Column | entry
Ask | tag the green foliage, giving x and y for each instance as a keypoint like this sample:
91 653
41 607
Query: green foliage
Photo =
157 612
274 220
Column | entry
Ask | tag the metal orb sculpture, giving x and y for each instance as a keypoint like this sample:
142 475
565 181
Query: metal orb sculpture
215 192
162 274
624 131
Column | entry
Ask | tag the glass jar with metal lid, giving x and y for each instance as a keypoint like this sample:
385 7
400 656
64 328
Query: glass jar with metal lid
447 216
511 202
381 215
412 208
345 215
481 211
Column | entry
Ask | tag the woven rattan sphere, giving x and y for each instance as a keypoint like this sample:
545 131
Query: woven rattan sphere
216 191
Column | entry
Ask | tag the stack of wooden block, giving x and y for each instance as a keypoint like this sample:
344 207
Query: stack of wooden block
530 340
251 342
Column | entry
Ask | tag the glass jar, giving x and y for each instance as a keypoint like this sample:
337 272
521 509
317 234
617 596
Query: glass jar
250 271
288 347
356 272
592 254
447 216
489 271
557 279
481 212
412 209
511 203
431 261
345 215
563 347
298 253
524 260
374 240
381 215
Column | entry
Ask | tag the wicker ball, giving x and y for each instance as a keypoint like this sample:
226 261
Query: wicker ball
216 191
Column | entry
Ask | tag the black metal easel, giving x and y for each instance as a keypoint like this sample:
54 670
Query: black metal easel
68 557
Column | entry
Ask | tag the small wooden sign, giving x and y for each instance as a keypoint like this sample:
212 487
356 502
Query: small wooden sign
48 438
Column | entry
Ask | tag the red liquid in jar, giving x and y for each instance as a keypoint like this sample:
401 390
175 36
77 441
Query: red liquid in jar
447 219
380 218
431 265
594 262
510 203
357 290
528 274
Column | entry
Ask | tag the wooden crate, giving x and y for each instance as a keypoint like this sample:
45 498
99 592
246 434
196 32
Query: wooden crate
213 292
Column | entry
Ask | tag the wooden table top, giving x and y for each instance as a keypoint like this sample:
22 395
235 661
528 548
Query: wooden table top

════════

## Direction
Please show every line of the records above that contains the word "black" by copying each such line in full.

## Finished exercise
Ask | tag the black metal easel, giving x and y for each instance as a keypoint like this sample:
Query: black metal easel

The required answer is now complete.